Copy the rows below word for word, without the pictures.

***** RECORDS PROVIDED

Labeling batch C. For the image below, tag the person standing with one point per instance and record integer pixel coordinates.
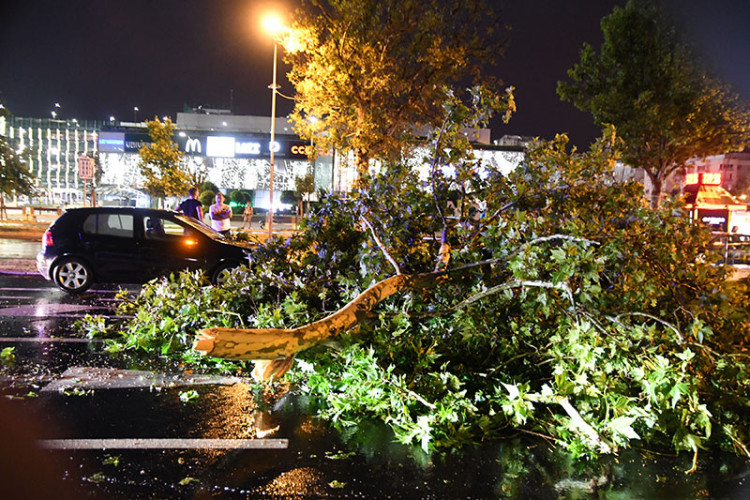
(191, 207)
(221, 215)
(247, 216)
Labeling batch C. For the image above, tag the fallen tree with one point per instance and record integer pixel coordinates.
(567, 309)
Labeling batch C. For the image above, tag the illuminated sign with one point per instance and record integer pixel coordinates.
(112, 142)
(302, 150)
(247, 148)
(705, 178)
(193, 145)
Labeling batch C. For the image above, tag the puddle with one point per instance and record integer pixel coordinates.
(19, 249)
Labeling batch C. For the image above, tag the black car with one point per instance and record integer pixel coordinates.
(131, 245)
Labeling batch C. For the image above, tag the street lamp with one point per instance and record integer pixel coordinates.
(273, 26)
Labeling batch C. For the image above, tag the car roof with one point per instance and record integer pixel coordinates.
(126, 210)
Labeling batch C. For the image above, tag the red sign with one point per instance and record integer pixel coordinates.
(705, 178)
(86, 167)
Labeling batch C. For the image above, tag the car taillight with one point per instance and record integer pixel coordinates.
(47, 239)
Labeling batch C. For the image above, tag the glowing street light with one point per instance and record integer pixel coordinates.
(273, 25)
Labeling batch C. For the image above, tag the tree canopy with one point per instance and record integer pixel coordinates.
(645, 81)
(372, 72)
(161, 162)
(14, 176)
(564, 308)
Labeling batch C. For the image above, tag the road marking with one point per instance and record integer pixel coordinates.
(163, 444)
(114, 378)
(49, 310)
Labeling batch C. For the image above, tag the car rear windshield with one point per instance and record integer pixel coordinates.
(109, 224)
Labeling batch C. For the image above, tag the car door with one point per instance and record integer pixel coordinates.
(110, 245)
(167, 245)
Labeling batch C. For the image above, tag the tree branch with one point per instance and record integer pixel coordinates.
(382, 246)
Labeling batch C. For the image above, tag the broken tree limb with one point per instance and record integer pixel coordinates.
(282, 343)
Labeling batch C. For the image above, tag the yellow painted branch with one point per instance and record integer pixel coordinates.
(279, 343)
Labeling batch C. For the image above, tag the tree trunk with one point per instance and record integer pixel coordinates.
(656, 187)
(277, 345)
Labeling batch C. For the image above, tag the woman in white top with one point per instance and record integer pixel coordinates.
(221, 215)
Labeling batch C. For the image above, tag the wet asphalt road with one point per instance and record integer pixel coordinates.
(79, 423)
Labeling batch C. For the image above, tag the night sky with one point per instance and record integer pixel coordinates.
(101, 58)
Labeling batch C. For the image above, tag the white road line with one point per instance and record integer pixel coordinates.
(163, 444)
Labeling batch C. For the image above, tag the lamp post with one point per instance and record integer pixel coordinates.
(273, 26)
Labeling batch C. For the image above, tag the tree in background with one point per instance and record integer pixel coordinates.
(374, 72)
(161, 162)
(14, 176)
(645, 82)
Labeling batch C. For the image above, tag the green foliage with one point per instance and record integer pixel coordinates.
(15, 177)
(567, 307)
(8, 357)
(371, 71)
(161, 162)
(645, 82)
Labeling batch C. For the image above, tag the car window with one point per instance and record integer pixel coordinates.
(109, 224)
(160, 228)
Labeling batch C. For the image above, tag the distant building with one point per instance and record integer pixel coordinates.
(232, 151)
(733, 167)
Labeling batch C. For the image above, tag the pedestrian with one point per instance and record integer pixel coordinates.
(190, 206)
(221, 215)
(247, 216)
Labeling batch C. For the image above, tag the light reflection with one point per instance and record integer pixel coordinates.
(303, 482)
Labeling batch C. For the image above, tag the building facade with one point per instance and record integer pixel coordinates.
(231, 151)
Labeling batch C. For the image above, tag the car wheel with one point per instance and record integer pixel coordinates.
(73, 276)
(220, 274)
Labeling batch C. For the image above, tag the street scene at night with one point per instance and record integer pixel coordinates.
(374, 249)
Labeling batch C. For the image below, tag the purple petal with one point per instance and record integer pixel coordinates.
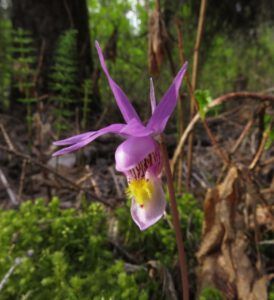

**********

- **FULL OUTPUT**
Labeling batch C. For the image below, tag the person standing with one point per instance and record integer pixel coordinates.
(191, 207)
(221, 215)
(247, 216)
Labeling batch C. For the image above, tag the fallen tree with one point per instance and record integer pixel coordinates.
(567, 309)
Labeling batch C. For the image above, tag the illuminated sign with one point per instance and record integer pixel coordinates.
(112, 142)
(302, 150)
(247, 148)
(705, 178)
(193, 145)
Labeling batch C. For the image above, tag the puddle with one point per instance and record integer pixel coordinates.
(19, 249)
Labeling batch C. For the image above, tag the black car with one point per instance and record integer pixel coordinates.
(131, 245)
Labeling batch C. For the image above, tag the street lamp with one point per instance and record integer pixel coordinates.
(273, 26)
Labeling batch C. For the image above, tag the car roof with one point per instance and record integer pixel coordinates.
(126, 210)
Labeling batch C. For the image above, tag the red sign with one point per instance and record integer pixel coordinates.
(705, 178)
(86, 167)
Labeling batch C. For the image above, tag the car taillight with one point per instance and record integer pixel coordinates.
(47, 239)
Labeling batch C. For the image above, tag the glowing street light with one point per instance and record integer pixel coordinates.
(273, 25)
Labeling batch C. For the image above, tag the tree canopy with one point per instance and record integer pixel coordinates.
(645, 81)
(372, 72)
(161, 162)
(14, 176)
(564, 308)
Labeling batch C. For the image above, tag the road marking with one point per instance and record integer pixel coordinates.
(163, 444)
(114, 378)
(49, 310)
Labeling batch C. For the image above, tag the car rear windshield with one point per instance and record integer pixel coordinates.
(109, 224)
Labeling batch C. For the image above, tag the car door with one point per instance and record integer pixel coordinates.
(110, 245)
(167, 245)
Labeling batch C. For the image above, tag the tree branch with one point per instance and record integer pixel coordinates.
(382, 246)
Labeling batch C. For the image above, tag the broken tree limb with one point per instance and record integer pixel coordinates.
(282, 343)
Labeling batch C. For the image above, tag the yellow painted branch with one point per instance and record integer pixel coordinates.
(279, 343)
Labeling batch C. For the image above, tag the tree trunk with one point per instance and record integer pixel coordinates.
(656, 187)
(277, 345)
Labeling batch C. For the image above, tag the woman in white top with one point per instance and record integer pixel coordinates.
(221, 215)
Labeling batch C. For the image above, tag the wet asphalt road with one point per instance and record integer pixel coordinates.
(79, 423)
Labeling batch C. For the image above, tag the night sky with one point per instance and record integer pixel coordinates.
(101, 58)
Labeling batch C. For the image above, tag the white road line with one point per instance and record integer pixel coordinates.
(163, 444)
Labeling batch C. For the image above, tag the lamp post with one point per instance and record integer pixel coordinates.
(273, 26)
Labeling batch C. For the image above, tag the tree in background with one point per instance and record integer pixel coordinates.
(374, 72)
(161, 162)
(14, 176)
(645, 82)
Labeling batch C. For the image above, tag the green foliage with one point per instance and record integer pixel coordinates.
(15, 177)
(567, 307)
(8, 357)
(371, 71)
(161, 162)
(645, 82)
Labeling batch C. For the image above, tag the car window with one point per instance and record integer pixel coordinates.
(109, 224)
(160, 228)
Labeling batch C. For the image above, tag the distant building with one point per instance and record integer pixel coordinates.
(232, 151)
(733, 167)
Labeling batch C. For the image above, tag the pedestrian with one point per instance and record integer pixel coordinates.
(190, 206)
(221, 215)
(247, 216)
Labeling batch C. For the image above, tag the light reflection with one point per instance and record integer pixel coordinates.
(303, 482)
Labeling batch C. For the image above, tag the building facade with one point per instance and record integer pixel coordinates.
(231, 151)
Labeling batch C. For the image above, tag the car wheel with one point per instance and record integer pixel coordinates.
(73, 276)
(220, 274)
Labeling batch C. For the image above, tag the street scene at night with one point per instance and record integer pixel coordinates.
(374, 249)
Labeling batch C. For the image below, tag the purple petal with one point per instance and record integer pixel coordinates.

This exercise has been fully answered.